Set exercise:
List every line of the listing below that contains the word "green".

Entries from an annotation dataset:
================
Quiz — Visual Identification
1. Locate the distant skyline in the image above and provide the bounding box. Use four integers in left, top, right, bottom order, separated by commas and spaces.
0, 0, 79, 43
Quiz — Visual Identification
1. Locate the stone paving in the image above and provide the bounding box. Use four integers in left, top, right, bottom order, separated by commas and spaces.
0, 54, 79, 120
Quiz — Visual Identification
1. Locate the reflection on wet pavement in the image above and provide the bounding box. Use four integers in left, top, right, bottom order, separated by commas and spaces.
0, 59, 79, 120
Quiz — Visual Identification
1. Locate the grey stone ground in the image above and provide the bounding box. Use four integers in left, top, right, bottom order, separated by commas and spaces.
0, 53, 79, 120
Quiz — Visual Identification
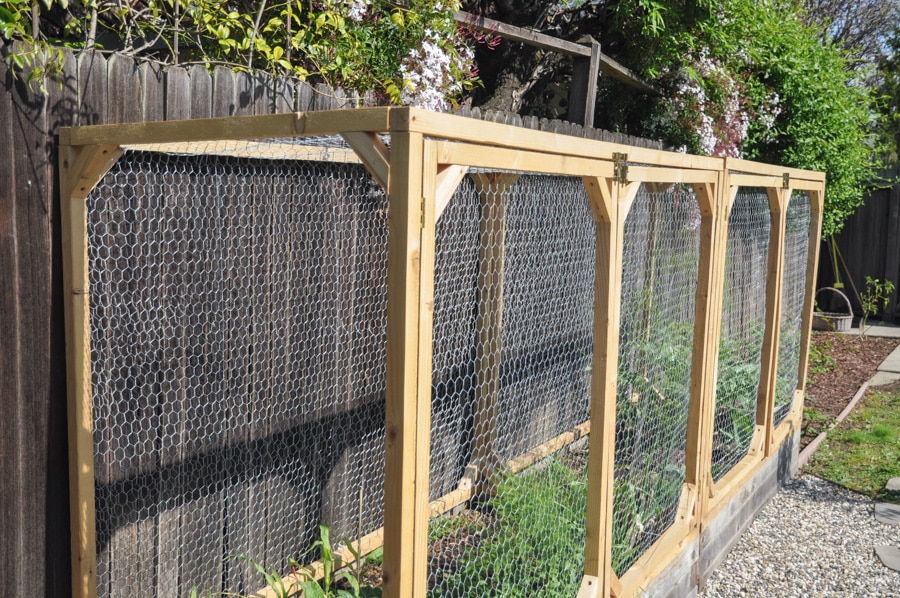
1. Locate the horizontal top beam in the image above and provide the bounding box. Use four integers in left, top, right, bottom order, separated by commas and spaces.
59, 107, 825, 182
456, 11, 661, 96
725, 158, 825, 183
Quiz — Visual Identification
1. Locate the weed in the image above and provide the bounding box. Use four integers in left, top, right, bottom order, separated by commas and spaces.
809, 337, 835, 374
207, 524, 381, 598
859, 276, 894, 338
431, 458, 587, 598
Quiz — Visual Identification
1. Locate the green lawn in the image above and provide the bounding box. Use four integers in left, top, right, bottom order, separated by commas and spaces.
806, 385, 900, 502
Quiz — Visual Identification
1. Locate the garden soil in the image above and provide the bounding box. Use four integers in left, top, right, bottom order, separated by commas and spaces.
800, 332, 900, 450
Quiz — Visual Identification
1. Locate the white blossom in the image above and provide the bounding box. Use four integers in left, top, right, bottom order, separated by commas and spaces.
347, 0, 371, 23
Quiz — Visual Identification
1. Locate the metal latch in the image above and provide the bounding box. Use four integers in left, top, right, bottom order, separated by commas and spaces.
613, 152, 628, 185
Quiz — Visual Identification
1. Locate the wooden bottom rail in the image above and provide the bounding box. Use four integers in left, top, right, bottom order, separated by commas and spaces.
249, 420, 591, 598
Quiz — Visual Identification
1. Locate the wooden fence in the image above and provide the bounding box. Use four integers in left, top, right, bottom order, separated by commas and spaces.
0, 46, 661, 597
819, 167, 900, 323
60, 108, 824, 597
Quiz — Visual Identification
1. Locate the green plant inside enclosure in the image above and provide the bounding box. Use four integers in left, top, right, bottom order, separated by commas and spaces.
859, 276, 894, 338
430, 458, 587, 598
806, 384, 900, 502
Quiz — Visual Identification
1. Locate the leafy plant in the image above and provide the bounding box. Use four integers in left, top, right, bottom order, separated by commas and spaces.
431, 458, 587, 598
859, 276, 894, 338
809, 337, 835, 374
223, 524, 381, 598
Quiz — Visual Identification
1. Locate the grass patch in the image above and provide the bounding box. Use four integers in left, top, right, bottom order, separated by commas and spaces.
806, 390, 900, 502
809, 335, 834, 374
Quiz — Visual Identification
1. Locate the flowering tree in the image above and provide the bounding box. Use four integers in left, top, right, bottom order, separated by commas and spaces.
0, 0, 483, 110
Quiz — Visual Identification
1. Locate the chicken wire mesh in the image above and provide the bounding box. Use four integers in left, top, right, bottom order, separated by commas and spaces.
712, 188, 771, 481
613, 184, 701, 575
775, 192, 810, 426
87, 143, 387, 597
428, 173, 596, 597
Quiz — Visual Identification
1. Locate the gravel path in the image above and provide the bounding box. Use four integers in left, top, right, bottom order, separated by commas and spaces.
699, 475, 900, 598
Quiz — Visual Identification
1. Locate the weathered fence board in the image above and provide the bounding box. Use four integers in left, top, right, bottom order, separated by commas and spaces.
818, 166, 900, 322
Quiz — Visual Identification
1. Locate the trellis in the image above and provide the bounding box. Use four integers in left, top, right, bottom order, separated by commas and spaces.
60, 108, 824, 596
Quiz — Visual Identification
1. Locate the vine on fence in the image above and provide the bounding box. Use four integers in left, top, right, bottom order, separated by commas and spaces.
0, 0, 486, 110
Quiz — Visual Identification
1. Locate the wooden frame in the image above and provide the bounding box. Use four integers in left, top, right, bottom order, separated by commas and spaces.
60, 108, 825, 598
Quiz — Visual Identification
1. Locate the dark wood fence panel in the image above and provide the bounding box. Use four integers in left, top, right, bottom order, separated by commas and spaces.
0, 41, 662, 597
818, 166, 900, 322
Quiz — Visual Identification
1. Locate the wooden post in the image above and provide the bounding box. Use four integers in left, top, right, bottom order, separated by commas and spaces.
756, 187, 790, 457
59, 145, 121, 598
685, 180, 728, 523
384, 123, 434, 598
568, 39, 600, 127
884, 183, 900, 324
795, 189, 828, 394
578, 177, 640, 598
472, 174, 519, 490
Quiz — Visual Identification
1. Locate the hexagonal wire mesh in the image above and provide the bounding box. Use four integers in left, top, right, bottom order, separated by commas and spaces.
613, 184, 701, 575
428, 173, 596, 597
88, 144, 387, 597
775, 191, 811, 426
712, 188, 771, 481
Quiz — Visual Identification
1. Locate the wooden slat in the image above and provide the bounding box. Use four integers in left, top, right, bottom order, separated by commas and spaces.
59, 113, 303, 145
578, 178, 624, 598
725, 158, 825, 182
434, 164, 469, 221
756, 188, 790, 457
797, 187, 828, 394
302, 108, 396, 135
384, 133, 430, 598
341, 131, 391, 192
628, 165, 719, 183
456, 11, 660, 95
506, 420, 591, 473
685, 179, 728, 523
410, 141, 438, 597
60, 148, 97, 598
391, 108, 723, 171
438, 141, 613, 177
619, 492, 699, 596
568, 39, 601, 127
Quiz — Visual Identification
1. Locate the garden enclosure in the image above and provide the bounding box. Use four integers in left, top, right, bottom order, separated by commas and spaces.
60, 108, 824, 597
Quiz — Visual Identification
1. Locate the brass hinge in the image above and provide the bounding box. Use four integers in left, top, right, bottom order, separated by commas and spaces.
613, 152, 628, 185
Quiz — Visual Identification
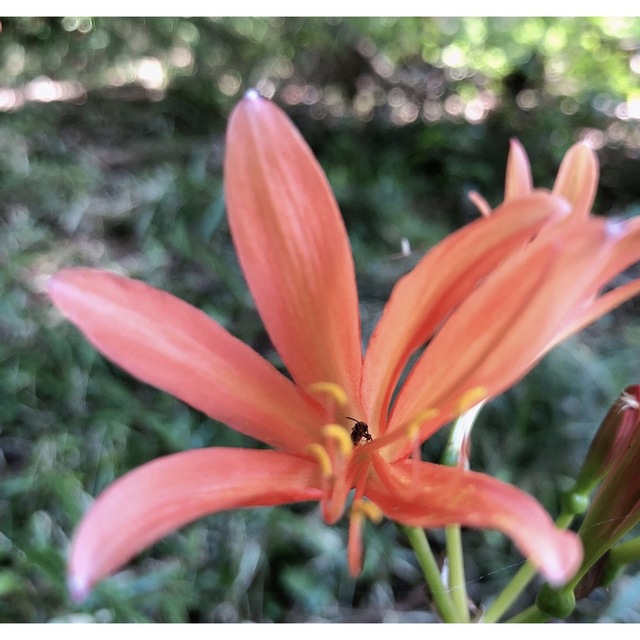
================
Full solution:
1. Locate the green lawn in the image above and provide the bounding box. Use four integers in left, top, right, bottom order, separated by commas and spaces.
1. Locate the green plant inside enclosure in the image above and provide the bounding box. Use four integers in left, top, right, bottom order, separated by commas and spaces.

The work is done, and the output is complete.